DIRECTION:
Can you give all the records again without altering a single character?
-- Start of WORKING DATA --
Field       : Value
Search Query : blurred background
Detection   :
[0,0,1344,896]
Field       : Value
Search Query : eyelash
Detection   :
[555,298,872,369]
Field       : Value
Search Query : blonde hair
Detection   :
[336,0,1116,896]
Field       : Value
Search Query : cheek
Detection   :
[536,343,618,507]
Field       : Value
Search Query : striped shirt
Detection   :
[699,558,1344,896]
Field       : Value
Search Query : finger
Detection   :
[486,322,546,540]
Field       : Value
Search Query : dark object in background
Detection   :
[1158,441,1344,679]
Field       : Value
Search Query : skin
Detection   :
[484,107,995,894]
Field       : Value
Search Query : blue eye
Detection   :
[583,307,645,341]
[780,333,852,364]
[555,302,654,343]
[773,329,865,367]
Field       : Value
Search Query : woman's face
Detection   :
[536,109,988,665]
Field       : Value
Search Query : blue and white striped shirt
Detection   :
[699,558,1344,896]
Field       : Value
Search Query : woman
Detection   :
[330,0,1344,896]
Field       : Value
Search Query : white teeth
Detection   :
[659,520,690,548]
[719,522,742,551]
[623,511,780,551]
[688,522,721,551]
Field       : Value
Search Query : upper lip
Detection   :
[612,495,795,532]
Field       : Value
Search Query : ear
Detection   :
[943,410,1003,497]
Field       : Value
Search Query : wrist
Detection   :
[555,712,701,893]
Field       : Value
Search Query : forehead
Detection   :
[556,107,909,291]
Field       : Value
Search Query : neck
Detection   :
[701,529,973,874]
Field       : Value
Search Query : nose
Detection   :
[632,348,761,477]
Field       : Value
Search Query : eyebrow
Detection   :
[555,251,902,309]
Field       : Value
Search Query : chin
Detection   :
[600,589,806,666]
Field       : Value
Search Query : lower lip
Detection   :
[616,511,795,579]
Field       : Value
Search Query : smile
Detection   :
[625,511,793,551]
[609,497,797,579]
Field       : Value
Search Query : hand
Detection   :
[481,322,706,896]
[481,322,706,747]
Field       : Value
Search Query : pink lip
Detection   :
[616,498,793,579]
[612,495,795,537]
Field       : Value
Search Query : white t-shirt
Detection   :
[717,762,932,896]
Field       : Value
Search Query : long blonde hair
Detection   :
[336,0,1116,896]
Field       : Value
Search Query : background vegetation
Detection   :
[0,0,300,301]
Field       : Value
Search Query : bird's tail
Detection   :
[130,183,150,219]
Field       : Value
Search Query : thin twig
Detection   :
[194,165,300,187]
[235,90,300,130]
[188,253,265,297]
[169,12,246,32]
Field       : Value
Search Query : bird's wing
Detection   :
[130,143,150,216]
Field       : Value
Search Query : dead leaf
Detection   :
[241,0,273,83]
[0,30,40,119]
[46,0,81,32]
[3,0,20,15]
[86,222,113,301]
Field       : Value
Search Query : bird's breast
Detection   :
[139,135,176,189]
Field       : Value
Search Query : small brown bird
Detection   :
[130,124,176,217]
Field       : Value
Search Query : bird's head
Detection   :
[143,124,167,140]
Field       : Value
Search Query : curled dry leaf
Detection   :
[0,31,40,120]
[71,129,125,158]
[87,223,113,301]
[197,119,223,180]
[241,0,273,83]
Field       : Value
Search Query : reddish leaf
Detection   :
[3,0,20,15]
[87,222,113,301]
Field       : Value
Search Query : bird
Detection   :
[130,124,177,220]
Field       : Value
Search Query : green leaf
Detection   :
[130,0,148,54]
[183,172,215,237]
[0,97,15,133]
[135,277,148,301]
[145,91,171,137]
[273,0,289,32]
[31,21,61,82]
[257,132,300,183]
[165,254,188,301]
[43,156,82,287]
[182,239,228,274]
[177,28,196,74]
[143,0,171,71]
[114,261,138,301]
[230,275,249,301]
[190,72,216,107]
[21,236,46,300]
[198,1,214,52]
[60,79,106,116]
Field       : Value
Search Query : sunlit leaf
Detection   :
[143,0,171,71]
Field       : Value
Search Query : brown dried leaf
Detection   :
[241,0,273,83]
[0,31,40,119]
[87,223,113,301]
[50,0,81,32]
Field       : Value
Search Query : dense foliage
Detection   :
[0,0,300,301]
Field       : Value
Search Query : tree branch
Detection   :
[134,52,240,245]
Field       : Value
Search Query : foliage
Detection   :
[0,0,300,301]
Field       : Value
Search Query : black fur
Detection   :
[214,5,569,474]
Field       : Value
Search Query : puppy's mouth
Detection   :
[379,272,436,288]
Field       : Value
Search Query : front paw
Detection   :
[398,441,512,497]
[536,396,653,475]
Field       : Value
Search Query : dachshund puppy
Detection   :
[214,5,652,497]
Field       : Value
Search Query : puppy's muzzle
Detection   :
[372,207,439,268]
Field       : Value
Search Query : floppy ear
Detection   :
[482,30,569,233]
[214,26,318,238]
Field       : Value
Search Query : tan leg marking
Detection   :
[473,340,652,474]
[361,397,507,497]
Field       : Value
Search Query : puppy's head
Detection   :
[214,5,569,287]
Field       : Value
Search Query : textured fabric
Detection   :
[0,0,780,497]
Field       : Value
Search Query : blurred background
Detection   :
-- End of WORKING DATA --
EXERCISE RESPONSE:
Field       : Value
Search Query : blurred background
Detection   :
[0,0,1344,896]
Field       : Value
Search Query : eyelash
Detection   :
[555,298,872,369]
Field       : Value
Search Query : blonde hair
Detection   :
[336,0,1116,896]
Field       : Value
Search Query : cheek
Detection   :
[536,343,618,507]
Field       : Value
Search Query : striped shirt
Detection   :
[699,558,1344,896]
Field       : Value
Search Query : finger
Detection   :
[486,322,546,540]
Field       : Value
Search Query : dark object in background
Detection   :
[1158,441,1344,679]
Field       : Value
Search Query : skin
Detection   :
[484,107,995,894]
Field       : Value
Search Query : blue eye
Detection   :
[583,307,645,341]
[780,333,852,364]
[555,302,654,343]
[773,329,865,367]
Field       : Value
Search Query : woman's face
Detection   :
[536,109,988,665]
Field       : Value
Search Query : blue and white striped shirt
Detection   :
[699,558,1344,896]
Field       : Value
Search Query : woman
Detection   :
[330,0,1344,896]
Field       : Value
Search Query : white teeth
Detection   :
[659,520,690,548]
[719,522,742,551]
[623,511,780,551]
[688,522,721,551]
Field       : Value
Search Query : upper lip
Detection   :
[612,495,795,532]
Field       : Value
Search Query : ear
Detection   :
[943,410,1003,497]
Field       : Value
Search Query : wrist
Detection   :
[555,712,701,893]
Field       : Value
Search Query : forehead
Detection   :
[556,107,909,291]
Field       : Value
Search Query : neck
Detection   :
[701,529,973,874]
Field       : Value
Search Query : nose
Detection   :
[632,348,761,477]
Field       : Value
Search Query : eyebrow
Detection   :
[555,251,902,309]
Field       : Value
Search Query : chin
Detection   :
[600,589,806,666]
Field       : Value
Search Query : lower lip
Detection   :
[616,511,795,579]
Field       : Value
Search Query : smile
Detection   :
[625,511,793,551]
[609,497,797,579]
Field       : Value
Search Query : hand
Detection   :
[481,322,706,896]
[481,322,706,747]
Field       : Value
Search Query : pink lip
Detection   :
[616,498,793,579]
[612,495,795,537]
Field       : Value
Search Query : white t-shirt
Detection   :
[717,762,932,896]
Field       : Value
Search Query : long blonde hair
Detection   :
[336,0,1116,896]
Field       : Value
Search Query : background vegetation
Detection   :
[0,0,300,301]
Field       : Value
Search Query : bird's tail
Detection   :
[130,183,150,219]
Field       : Value
Search Query : thin twig
Detection   :
[194,165,300,187]
[235,90,300,130]
[188,253,265,297]
[169,12,246,32]
Field       : Value
Search Query : bird's wing
Detection   :
[130,143,150,216]
Field       : Value
Search Query : dead leaf
Detection   :
[241,0,273,83]
[0,30,40,119]
[46,0,81,32]
[3,0,20,15]
[86,222,113,301]
Field       : Value
Search Query : bird's breast
Detection   :
[139,135,176,189]
Field       : Value
Search Query : small brown bird
Detection   :
[130,124,176,217]
Field       : Value
Search Query : bird's head
Detection   :
[143,124,167,140]
Field       : Value
Search Query : curled dry leaf
Detection   :
[0,31,40,120]
[71,129,125,158]
[87,223,113,301]
[197,119,223,180]
[241,0,273,83]
Field       : Value
Search Query : reddish leaf
Detection   :
[3,0,20,15]
[87,222,113,301]
Field       : Value
Search Query : bird
Detection   :
[130,124,177,220]
Field       : Value
Search Query : green leaf
Detection   :
[130,0,148,54]
[183,172,215,237]
[0,97,15,133]
[135,277,148,301]
[145,91,171,137]
[273,0,289,32]
[31,21,61,82]
[257,132,300,183]
[165,254,188,301]
[43,156,82,287]
[182,239,228,274]
[177,28,196,74]
[143,0,171,71]
[114,261,138,301]
[230,275,249,301]
[190,72,216,107]
[21,236,46,300]
[198,1,214,52]
[60,79,106,116]
Field       : Value
Search Query : sunlit leaf
Detection   :
[143,0,171,71]
Field       : Value
Search Query : brown dried leaf
Detection   :
[241,0,273,83]
[0,31,40,119]
[87,223,113,301]
[50,0,81,32]
Field       : Value
Search Query : dense foliage
Detection   :
[0,0,300,301]
Field       : Value
Search Query : tree branch
Detection   :
[134,52,240,245]
Field       : Value
Search Query : foliage
Detection   :
[0,0,300,301]
Field       : Value
Search Query : black fur
Detection   :
[214,5,569,474]
Field       : Value
Search Query : puppy's mouth
Detection   :
[379,272,436,288]
Field       : Value
Search Query : front paw
Detection   :
[398,441,512,497]
[536,396,653,475]
Field       : Value
Search Query : dachshund puppy
Detection   :
[214,5,652,497]
Field       : Value
Search Query : puppy's muzzle
Detection   :
[372,207,439,268]
Field       : Value
Search Query : floppy ear
Detection   :
[482,30,569,233]
[214,26,318,238]
Field       : Value
Search Query : tan leg marking
Detection   :
[473,340,652,474]
[361,397,507,497]
Field       : Value
Search Query : puppy's head
Detection   :
[214,5,569,287]
Field       : Value
Search Query : textured fabric
Detection   :
[0,0,780,497]
Field       : Value
Search Query : blurred background
Detection   :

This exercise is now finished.